━━━ Stored data ━━━

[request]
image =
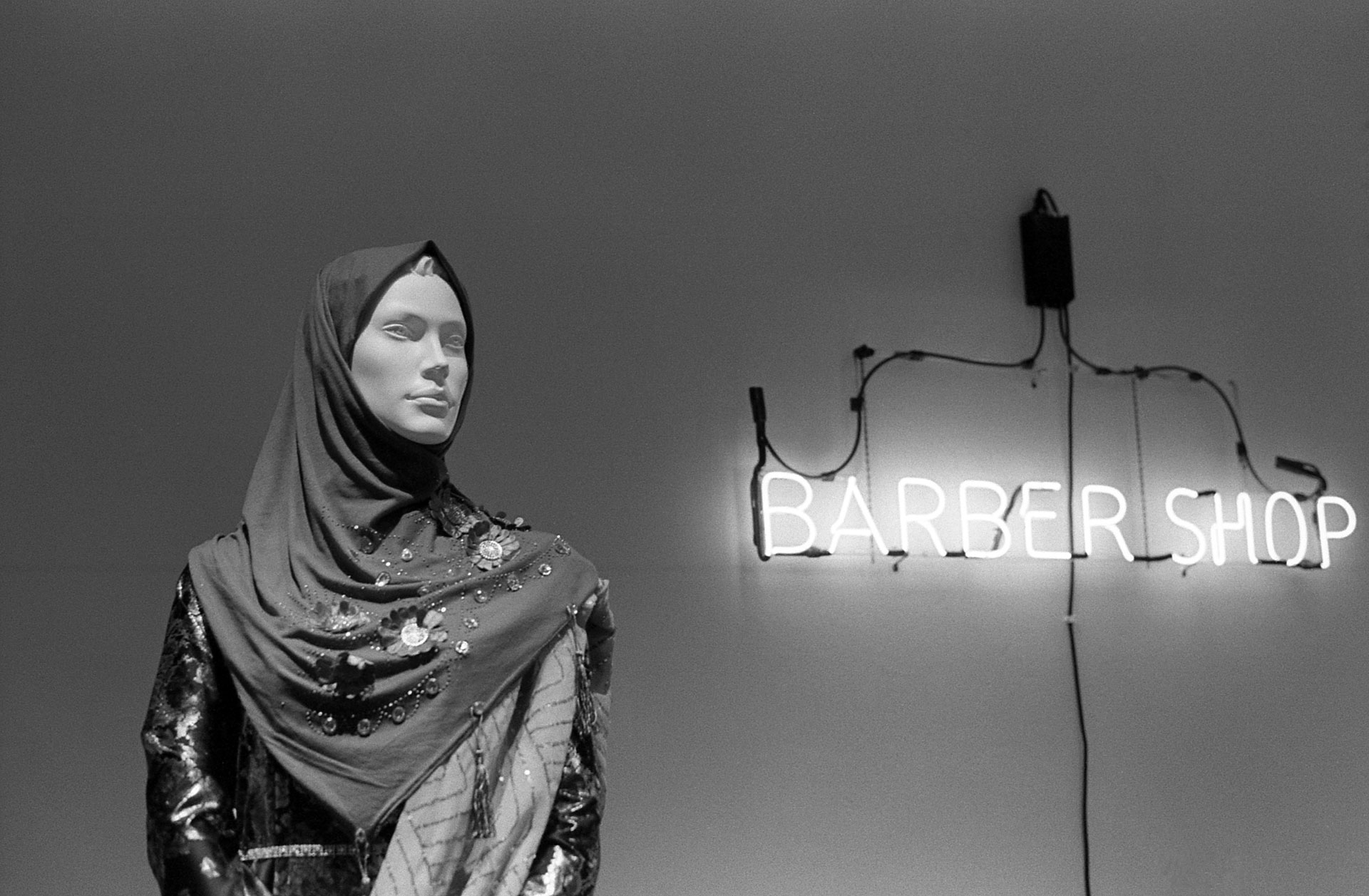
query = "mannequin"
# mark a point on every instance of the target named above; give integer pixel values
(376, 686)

━━━
━━━ Stored data ━━━

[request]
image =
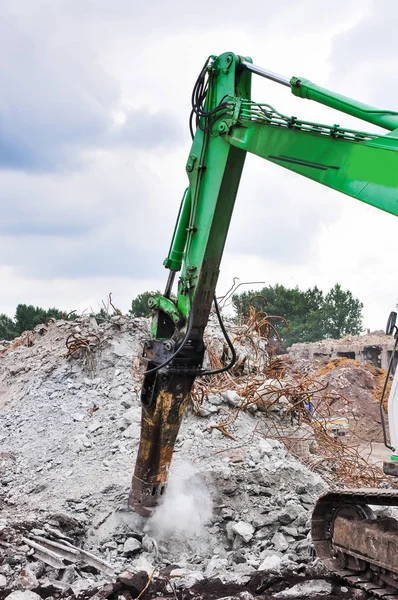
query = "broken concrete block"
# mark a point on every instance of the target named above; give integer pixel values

━━━
━━━ Stored data ━━━

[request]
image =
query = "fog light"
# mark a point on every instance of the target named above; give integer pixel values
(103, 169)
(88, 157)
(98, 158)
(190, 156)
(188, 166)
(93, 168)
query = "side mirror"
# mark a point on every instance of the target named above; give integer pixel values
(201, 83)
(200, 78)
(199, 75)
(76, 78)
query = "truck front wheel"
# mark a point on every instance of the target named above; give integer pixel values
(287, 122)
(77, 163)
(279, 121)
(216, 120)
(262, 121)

━━━

Count the lines in the material above that contain the string "query". Reply with the number alone.

## Result
5